For every entry, reproduce the wording exactly and omit any image it holds.

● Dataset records
★ ★ ★ ★ ★

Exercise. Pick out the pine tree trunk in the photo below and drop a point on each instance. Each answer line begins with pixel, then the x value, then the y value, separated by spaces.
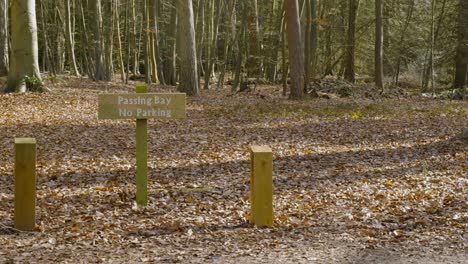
pixel 409 15
pixel 24 66
pixel 379 44
pixel 59 35
pixel 314 36
pixel 296 56
pixel 119 39
pixel 155 41
pixel 349 64
pixel 461 58
pixel 227 40
pixel 308 31
pixel 172 43
pixel 254 65
pixel 3 38
pixel 98 60
pixel 188 55
pixel 217 5
pixel 69 40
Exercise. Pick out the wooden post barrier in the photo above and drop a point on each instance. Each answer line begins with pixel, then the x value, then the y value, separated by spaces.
pixel 25 184
pixel 141 106
pixel 261 186
pixel 141 155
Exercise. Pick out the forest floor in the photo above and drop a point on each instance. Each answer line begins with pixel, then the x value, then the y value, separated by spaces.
pixel 356 180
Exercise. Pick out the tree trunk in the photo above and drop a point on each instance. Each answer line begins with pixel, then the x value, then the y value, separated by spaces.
pixel 461 59
pixel 24 72
pixel 155 40
pixel 379 44
pixel 227 40
pixel 296 56
pixel 409 15
pixel 98 60
pixel 254 65
pixel 172 43
pixel 349 65
pixel 108 33
pixel 188 55
pixel 69 40
pixel 307 46
pixel 217 5
pixel 314 36
pixel 240 46
pixel 59 35
pixel 119 40
pixel 3 38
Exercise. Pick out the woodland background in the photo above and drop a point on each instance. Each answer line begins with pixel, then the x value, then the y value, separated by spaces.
pixel 399 42
pixel 366 170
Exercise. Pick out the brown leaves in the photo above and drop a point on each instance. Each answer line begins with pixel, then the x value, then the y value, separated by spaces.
pixel 343 171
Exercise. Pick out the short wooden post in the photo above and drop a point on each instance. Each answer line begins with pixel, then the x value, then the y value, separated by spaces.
pixel 261 186
pixel 25 184
pixel 141 155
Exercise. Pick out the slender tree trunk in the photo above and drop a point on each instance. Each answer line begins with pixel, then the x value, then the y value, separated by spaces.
pixel 128 41
pixel 284 65
pixel 433 37
pixel 87 49
pixel 461 58
pixel 59 38
pixel 379 44
pixel 155 40
pixel 172 43
pixel 314 36
pixel 200 36
pixel 98 60
pixel 146 42
pixel 277 36
pixel 69 40
pixel 24 66
pixel 108 33
pixel 402 38
pixel 227 40
pixel 134 40
pixel 254 65
pixel 296 56
pixel 188 54
pixel 119 40
pixel 308 31
pixel 3 38
pixel 216 8
pixel 349 68
pixel 241 39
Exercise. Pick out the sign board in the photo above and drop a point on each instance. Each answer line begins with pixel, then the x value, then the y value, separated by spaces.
pixel 141 106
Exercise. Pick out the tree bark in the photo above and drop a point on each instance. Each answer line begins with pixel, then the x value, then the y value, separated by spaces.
pixel 70 41
pixel 314 36
pixel 296 56
pixel 98 60
pixel 254 65
pixel 349 65
pixel 461 58
pixel 409 15
pixel 307 45
pixel 3 38
pixel 379 44
pixel 188 54
pixel 24 67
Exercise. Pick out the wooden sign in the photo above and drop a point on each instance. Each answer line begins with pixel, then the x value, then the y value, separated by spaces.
pixel 141 106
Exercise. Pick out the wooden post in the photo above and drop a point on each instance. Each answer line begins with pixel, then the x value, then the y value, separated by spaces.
pixel 261 186
pixel 25 183
pixel 141 155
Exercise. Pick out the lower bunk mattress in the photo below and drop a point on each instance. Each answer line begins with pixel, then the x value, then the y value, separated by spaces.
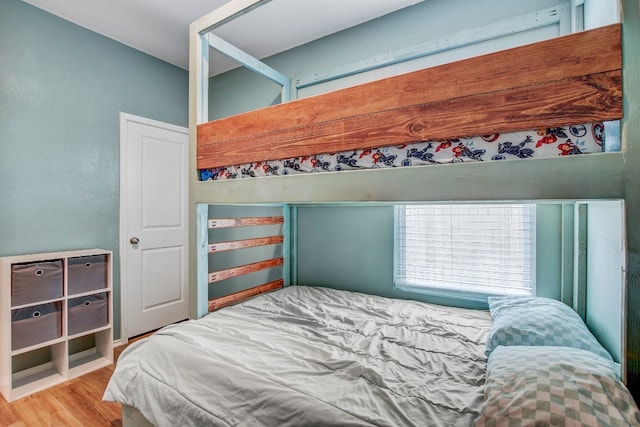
pixel 310 356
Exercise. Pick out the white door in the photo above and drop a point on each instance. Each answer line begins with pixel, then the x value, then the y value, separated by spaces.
pixel 154 229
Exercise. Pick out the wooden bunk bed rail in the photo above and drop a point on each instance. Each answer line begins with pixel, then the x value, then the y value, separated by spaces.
pixel 232 245
pixel 566 80
pixel 235 297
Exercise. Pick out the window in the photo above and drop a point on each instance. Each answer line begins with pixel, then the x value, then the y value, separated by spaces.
pixel 477 249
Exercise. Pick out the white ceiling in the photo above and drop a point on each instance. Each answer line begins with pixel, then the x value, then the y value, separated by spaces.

★ ★ ★ ★ ★

● ANSWER BELOW
Exercise. Pick out the pine tree trunk in the photo below and drop a point on each instance. Each answer line begins with pixel, then the x value, then the y value, separated by spaces.
pixel 409 15
pixel 24 66
pixel 379 44
pixel 59 35
pixel 314 36
pixel 296 56
pixel 119 39
pixel 155 41
pixel 349 64
pixel 461 58
pixel 227 40
pixel 308 31
pixel 172 43
pixel 254 65
pixel 3 38
pixel 98 60
pixel 188 55
pixel 217 5
pixel 69 40
Exercise. Pick out the wooden post barrier in the photo above and drop a point on each instance. Each answer line begins with pixel, then the x value, then the y value, separated by spaces.
pixel 25 184
pixel 141 106
pixel 261 186
pixel 141 155
Exercise. Pick out the forest floor in the photo above and drop a point on each instance. Each answer line begins with pixel, then the x value, then the y value, separated by spaces.
pixel 356 180
Exercise. Pick out the tree trunk in the photo above and drop a point on each instance. Each answer line begins with pixel, then the x value, then the y value, separated by spaces.
pixel 461 59
pixel 24 72
pixel 155 40
pixel 379 44
pixel 227 40
pixel 296 56
pixel 409 15
pixel 98 60
pixel 254 65
pixel 172 43
pixel 349 65
pixel 108 33
pixel 188 55
pixel 69 40
pixel 307 46
pixel 217 5
pixel 314 36
pixel 240 46
pixel 59 35
pixel 119 40
pixel 3 38
Exercise. Pick out the woodland background in the photo above and drop a point on each instance. Each answer line begins with pixel, then the x value, then the y value, separated by spaces.
pixel 399 42
pixel 366 170
Exercise. Pick out the brown leaves in the photo above and drop a point on each instance. Each answer line begins with pixel, then the x value, then the y value, separated by spaces.
pixel 343 171
Exercise. Pick out the short wooden post in the photo above and drop a point on each instance. Each answer line begins with pixel, then the x value, then the y value, separated by spaces.
pixel 261 186
pixel 25 184
pixel 141 155
Exercise. Pick out the slender tree trunk in the photo above and drop a point on each instance. Each answer line begins with pixel, then the x value, then the y value, separated by spaces.
pixel 128 41
pixel 284 65
pixel 433 37
pixel 87 49
pixel 461 58
pixel 59 38
pixel 379 44
pixel 155 40
pixel 172 43
pixel 314 36
pixel 200 36
pixel 98 60
pixel 146 42
pixel 277 36
pixel 69 40
pixel 24 66
pixel 108 33
pixel 402 38
pixel 227 40
pixel 134 40
pixel 254 65
pixel 296 56
pixel 188 54
pixel 119 40
pixel 308 31
pixel 3 38
pixel 216 8
pixel 349 68
pixel 241 39
Exercise. Pick out the sign board in the photo above and drop a point on each instance. Each answer line begins with pixel, then the x value, then the y value, separated by spaces.
pixel 141 106
Exercise. Pick out the tree bark in the photo above and drop a point on each instance. Each answer line begins with pixel, then the x value, then the y value, separated by spaces.
pixel 70 41
pixel 314 36
pixel 296 56
pixel 98 60
pixel 254 65
pixel 349 65
pixel 461 58
pixel 409 15
pixel 307 45
pixel 3 38
pixel 379 44
pixel 188 54
pixel 24 67
Exercise. Pick out the wooden sign in the photo above and drop a point on each instance. Each answer line begins with pixel, then the x value, then the y value, separated by spaces.
pixel 141 106
Exercise. Pick out the wooden post in the photo above and drop a point on each instance. Each answer line begins with pixel, then the x value, then the y value, separated by spaces.
pixel 261 186
pixel 25 183
pixel 141 155
Exercise. Pick out the lower bunk mattress in the photo below and drop a point on each instance. Each answer line begins with pixel, then the x value, then the y value, separated by spaces.
pixel 310 356
Exercise. Pick out the white door in the photo above and drop a point on each instance. Each answer line begins with pixel, then the x value, then the y value, separated by spaces.
pixel 154 229
Exercise. Pick out the wooden bunk bed rail in the photo above and drop a point on each instance. Each answer line begins with pixel, then the x value, then the y value, separated by spaces.
pixel 232 245
pixel 566 80
pixel 235 297
Exercise. Pick out the window in the photo above and drop a point on each instance. Each answer line begins with pixel, then the x value, then the y value, separated by spaces.
pixel 477 249
Exercise. Pick out the white ceiling in the photo above and drop a point on each instance. Each answer line begins with pixel, then the x value, then the y value, separated by spaces.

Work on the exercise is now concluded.